Segment Start: THE DATA

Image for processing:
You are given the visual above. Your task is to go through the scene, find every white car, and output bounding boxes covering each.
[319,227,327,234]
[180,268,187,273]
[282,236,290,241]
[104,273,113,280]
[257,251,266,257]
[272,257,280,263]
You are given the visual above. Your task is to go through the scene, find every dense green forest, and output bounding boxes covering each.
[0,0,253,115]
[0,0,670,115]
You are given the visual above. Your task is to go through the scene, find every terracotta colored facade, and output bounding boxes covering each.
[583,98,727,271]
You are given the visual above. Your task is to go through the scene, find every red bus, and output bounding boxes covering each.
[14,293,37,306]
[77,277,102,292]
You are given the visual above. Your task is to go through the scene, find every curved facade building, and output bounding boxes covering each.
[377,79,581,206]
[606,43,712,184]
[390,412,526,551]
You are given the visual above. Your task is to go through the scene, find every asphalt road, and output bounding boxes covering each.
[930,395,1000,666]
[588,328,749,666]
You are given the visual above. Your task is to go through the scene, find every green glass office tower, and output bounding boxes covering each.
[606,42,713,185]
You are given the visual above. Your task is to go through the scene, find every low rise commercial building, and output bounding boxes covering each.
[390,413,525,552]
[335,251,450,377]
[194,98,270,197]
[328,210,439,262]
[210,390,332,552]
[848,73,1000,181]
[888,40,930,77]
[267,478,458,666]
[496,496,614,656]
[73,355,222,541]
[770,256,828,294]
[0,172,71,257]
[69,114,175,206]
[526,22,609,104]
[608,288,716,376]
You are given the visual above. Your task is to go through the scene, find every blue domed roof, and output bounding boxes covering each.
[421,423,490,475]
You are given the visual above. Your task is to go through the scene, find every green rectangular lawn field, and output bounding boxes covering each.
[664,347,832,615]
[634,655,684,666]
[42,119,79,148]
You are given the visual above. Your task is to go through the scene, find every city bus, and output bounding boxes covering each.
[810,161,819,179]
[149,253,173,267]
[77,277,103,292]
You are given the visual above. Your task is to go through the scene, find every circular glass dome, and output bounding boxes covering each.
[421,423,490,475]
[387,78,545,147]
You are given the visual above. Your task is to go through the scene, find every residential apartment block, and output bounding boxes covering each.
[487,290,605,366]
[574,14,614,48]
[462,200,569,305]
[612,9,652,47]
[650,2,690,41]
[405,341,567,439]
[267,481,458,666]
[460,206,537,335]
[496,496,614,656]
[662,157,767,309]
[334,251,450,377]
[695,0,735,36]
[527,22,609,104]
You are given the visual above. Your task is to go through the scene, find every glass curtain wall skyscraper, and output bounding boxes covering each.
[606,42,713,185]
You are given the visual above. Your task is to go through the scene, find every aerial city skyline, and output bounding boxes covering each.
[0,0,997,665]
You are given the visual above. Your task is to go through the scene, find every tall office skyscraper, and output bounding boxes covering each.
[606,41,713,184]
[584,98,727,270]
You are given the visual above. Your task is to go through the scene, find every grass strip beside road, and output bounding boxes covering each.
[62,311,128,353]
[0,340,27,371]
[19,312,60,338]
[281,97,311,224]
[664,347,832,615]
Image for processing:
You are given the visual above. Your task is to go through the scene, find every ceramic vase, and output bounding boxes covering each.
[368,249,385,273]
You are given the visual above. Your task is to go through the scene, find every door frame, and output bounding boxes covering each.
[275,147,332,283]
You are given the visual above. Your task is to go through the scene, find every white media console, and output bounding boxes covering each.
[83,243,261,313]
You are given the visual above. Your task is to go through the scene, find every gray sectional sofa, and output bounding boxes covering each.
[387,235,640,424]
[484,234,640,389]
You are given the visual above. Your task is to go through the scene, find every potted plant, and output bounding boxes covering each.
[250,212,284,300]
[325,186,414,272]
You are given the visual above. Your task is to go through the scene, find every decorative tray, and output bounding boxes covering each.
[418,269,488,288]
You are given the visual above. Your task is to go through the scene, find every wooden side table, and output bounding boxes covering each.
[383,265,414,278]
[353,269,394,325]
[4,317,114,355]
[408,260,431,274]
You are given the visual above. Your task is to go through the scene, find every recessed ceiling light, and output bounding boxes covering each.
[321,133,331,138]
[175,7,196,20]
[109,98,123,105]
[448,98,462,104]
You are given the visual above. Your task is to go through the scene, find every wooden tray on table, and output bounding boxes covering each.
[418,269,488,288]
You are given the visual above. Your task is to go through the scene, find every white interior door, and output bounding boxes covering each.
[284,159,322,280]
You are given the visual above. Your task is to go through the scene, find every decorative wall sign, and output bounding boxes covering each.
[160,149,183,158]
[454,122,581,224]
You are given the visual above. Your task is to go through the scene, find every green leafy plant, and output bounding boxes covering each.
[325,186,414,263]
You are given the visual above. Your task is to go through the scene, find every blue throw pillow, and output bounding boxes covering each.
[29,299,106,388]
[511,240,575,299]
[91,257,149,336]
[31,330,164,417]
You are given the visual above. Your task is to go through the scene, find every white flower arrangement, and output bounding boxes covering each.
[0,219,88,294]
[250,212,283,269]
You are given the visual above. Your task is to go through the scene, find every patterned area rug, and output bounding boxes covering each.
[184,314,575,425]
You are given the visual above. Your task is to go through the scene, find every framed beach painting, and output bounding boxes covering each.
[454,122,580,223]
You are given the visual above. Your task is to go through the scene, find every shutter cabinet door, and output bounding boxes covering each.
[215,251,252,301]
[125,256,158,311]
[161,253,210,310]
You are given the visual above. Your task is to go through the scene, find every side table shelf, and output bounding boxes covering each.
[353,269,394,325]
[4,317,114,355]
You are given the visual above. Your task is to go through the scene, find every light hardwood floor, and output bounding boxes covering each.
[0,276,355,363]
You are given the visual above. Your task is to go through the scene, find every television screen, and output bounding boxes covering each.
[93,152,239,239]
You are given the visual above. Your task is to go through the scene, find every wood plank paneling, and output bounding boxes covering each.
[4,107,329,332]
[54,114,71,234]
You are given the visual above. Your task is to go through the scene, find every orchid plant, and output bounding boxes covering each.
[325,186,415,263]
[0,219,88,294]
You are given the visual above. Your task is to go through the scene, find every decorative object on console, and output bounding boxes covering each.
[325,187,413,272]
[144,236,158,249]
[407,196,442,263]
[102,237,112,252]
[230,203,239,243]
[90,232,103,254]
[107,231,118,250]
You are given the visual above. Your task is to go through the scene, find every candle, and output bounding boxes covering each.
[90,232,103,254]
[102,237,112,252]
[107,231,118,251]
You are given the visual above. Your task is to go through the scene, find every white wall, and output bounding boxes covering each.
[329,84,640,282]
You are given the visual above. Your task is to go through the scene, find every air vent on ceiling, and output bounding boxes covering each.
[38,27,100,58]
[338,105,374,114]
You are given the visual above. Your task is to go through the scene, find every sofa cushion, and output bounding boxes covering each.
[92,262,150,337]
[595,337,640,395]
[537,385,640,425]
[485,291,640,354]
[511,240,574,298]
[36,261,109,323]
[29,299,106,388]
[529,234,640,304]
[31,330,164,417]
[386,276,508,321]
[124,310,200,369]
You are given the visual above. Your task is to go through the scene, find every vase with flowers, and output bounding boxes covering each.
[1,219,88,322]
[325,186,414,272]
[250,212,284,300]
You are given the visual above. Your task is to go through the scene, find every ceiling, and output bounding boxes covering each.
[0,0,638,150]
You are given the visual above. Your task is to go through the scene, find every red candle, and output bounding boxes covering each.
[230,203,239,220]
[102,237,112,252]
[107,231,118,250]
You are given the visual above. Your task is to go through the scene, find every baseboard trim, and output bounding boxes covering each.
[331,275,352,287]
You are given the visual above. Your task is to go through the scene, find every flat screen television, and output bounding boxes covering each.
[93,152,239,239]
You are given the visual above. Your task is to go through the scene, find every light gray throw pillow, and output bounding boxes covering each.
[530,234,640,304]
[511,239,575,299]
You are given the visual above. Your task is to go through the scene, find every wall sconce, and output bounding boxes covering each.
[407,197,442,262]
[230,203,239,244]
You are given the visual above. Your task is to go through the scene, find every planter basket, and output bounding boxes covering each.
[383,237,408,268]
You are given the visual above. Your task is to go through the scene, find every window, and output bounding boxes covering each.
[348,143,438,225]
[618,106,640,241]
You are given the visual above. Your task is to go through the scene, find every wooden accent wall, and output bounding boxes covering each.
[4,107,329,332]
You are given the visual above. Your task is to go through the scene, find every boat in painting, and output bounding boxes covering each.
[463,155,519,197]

Segment End: THE DATA

- AIM OF THE TASK -
Each of the lines from the one that contains "sconce, and output bounding boxes covering each." through the last line of the data needs to be repeated exactly, with no others.

- WRITTEN ANSWER -
You are given the visual above. Your task is to go through the scene, find every wall sconce, and output bounding boxes covering each.
[407,197,442,262]
[230,203,239,244]
You are given the visual above. Your task is to go through the scene, find every planter basket, and output bounding boxes covering each.
[383,237,408,268]
You are given the visual above. Your task is to go through the scene, find every window, and output bounding boxes covering each.
[348,143,438,225]
[618,106,640,241]
You are given the visual above. Your task is to go through the scene, find every wooden accent wall, and output bounding boxes covering each.
[4,107,329,332]
You are given the visual above. Your task is to go through the scene, find every boat in painting, and output bounding boxes covering each.
[463,155,519,197]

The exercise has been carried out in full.